South Taranaki Star
It’s Abba-solutely on
After two years of having their shows stymied by Covid, a defiant band of South Taranaki actors plans to stage Mamma
Mia in June, no matter what the pandemic brings.
The music of Mamma Mia, which is set on a Greek island, is Abba songs, half of which are big dance scenes, so it’s a big undertaking, Ha¯wera Repertory Society president Ron Scott said.
The feel-good show would help audiences forget their Covid concerns for a while.
‘‘We are hoping it will be a virtual escape to Greece for people, as it will be some time before anyone can go there.’’
A cast of around 40 people have begun rehearsals, and plans for dealing with changing pandemic restrictions are being worked out.
The committee has rejigged its budget, so the show will at least break even, if they have to limit audiences to comply with the red light restrictions, he said.
‘‘We can have 100 patrons, although we hope we will have more. We have a big venue, we can space them out.’’
It will be staged at Ha¯wera’s Memorial Theatre, which seats 337 people, with 11 shows over three weeks.

REQUIRED ACTION: Copy out the entire article about the Hāwera Repertory Society's planned production of Mamma Mia, word for word.

(Dataset entries)
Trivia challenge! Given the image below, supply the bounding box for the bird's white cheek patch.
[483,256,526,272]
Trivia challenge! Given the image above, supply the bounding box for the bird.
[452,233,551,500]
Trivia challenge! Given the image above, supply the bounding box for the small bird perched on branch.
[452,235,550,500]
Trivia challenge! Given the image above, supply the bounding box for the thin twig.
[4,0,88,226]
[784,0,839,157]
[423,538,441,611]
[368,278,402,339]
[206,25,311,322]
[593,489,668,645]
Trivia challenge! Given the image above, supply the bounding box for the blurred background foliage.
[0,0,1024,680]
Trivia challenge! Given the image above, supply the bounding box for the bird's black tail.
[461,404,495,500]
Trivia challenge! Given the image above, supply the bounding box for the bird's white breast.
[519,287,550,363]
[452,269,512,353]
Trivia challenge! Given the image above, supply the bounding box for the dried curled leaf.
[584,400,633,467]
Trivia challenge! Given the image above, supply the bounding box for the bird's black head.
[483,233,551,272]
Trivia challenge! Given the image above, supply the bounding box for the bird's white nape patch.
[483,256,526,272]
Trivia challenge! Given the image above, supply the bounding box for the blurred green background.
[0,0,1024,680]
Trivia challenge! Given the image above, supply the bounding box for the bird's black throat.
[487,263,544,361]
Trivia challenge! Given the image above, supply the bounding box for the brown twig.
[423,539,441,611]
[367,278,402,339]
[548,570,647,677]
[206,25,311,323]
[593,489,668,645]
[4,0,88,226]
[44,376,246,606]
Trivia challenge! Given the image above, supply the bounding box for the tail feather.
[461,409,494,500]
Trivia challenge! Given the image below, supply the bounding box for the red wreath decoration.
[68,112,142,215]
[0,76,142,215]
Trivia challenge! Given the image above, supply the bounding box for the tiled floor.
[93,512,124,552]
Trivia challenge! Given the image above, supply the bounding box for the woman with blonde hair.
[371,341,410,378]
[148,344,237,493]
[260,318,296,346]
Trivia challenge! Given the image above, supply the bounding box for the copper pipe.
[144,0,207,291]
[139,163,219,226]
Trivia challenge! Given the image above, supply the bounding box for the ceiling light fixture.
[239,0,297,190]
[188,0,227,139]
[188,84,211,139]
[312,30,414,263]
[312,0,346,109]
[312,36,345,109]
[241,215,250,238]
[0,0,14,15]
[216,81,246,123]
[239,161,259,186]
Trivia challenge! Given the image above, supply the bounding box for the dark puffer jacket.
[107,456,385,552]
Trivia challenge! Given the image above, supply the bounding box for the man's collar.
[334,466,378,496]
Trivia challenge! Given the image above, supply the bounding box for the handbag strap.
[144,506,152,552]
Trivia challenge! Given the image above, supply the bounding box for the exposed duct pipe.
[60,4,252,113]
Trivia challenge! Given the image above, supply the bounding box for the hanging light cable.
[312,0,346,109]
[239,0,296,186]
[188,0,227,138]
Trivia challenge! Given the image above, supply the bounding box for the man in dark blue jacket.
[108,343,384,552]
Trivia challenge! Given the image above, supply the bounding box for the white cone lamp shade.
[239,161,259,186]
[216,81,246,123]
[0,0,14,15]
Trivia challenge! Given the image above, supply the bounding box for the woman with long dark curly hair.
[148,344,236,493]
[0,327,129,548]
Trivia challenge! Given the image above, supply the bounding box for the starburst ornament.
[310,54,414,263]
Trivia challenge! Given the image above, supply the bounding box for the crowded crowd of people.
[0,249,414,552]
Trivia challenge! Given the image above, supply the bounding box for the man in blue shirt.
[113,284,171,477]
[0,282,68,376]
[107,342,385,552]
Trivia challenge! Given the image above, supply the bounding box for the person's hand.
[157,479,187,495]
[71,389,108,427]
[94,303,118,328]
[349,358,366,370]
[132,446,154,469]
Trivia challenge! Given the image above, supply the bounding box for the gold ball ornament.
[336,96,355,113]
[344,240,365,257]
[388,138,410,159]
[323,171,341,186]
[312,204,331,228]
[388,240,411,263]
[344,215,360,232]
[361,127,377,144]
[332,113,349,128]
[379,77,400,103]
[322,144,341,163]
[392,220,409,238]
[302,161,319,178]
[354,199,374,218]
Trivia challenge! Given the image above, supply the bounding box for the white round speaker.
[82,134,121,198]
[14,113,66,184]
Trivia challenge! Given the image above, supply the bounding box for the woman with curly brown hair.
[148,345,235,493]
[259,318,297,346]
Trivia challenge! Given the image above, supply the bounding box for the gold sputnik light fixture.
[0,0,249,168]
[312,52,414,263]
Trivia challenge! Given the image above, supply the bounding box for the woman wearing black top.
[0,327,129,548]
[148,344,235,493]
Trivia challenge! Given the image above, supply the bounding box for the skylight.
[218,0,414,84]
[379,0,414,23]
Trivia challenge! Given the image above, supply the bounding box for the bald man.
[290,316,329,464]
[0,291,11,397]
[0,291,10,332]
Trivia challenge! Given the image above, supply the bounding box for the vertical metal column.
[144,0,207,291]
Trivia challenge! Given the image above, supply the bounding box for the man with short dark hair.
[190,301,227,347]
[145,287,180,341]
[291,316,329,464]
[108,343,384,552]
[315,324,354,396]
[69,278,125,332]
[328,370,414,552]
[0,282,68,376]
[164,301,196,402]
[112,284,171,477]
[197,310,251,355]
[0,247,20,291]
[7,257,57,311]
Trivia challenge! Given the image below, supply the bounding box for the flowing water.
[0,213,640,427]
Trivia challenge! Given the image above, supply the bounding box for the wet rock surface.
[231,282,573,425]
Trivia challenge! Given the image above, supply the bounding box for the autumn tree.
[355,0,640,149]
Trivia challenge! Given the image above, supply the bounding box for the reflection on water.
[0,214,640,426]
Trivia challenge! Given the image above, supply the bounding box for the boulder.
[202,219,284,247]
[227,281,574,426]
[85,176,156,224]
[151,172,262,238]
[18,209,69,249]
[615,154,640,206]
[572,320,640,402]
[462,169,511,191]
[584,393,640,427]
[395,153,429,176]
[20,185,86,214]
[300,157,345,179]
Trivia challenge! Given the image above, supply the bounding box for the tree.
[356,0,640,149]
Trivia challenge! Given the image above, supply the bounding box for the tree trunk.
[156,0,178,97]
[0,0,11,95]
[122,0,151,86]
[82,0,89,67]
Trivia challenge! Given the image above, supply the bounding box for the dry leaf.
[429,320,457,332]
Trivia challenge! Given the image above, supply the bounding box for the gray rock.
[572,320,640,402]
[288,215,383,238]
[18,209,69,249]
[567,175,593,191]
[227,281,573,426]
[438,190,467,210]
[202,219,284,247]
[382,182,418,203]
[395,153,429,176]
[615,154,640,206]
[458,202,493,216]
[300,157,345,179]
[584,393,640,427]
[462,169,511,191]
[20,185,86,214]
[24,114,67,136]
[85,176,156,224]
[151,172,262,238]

RESPONSE BOX:
South Taranaki Star
It’s Abba-solutely on
After two years of having their shows stymied by Covid, a defiant band of South Taranaki actors plans to stage Mamma
Mia in June, no matter what the pandemic brings.
The music of Mamma Mia, which is set on a Greek island, is Abba songs, half of which are big dance scenes, so it’s a big undertaking, Ha¯wera Repertory Society president Ron Scott said.
The feel-good show would help audiences forget their Covid concerns for a while.
‘‘We are hoping it will be a virtual escape to Greece for people, as it will be some time before anyone can go there.’’
A cast of around 40 people have begun rehearsals, and plans for dealing with changing pandemic restrictions are being worked out.
The committee has rejigged its budget, so the show will at least break even, if they have to limit audiences to comply with the red light restrictions, he said.
‘‘We can have 100 patrons, although we hope we will have more. We have a big venue, we can space them out.’’
It will be staged at Ha¯wera’s Memorial Theatre, which seats 337 people, with 11 shows over three weeks.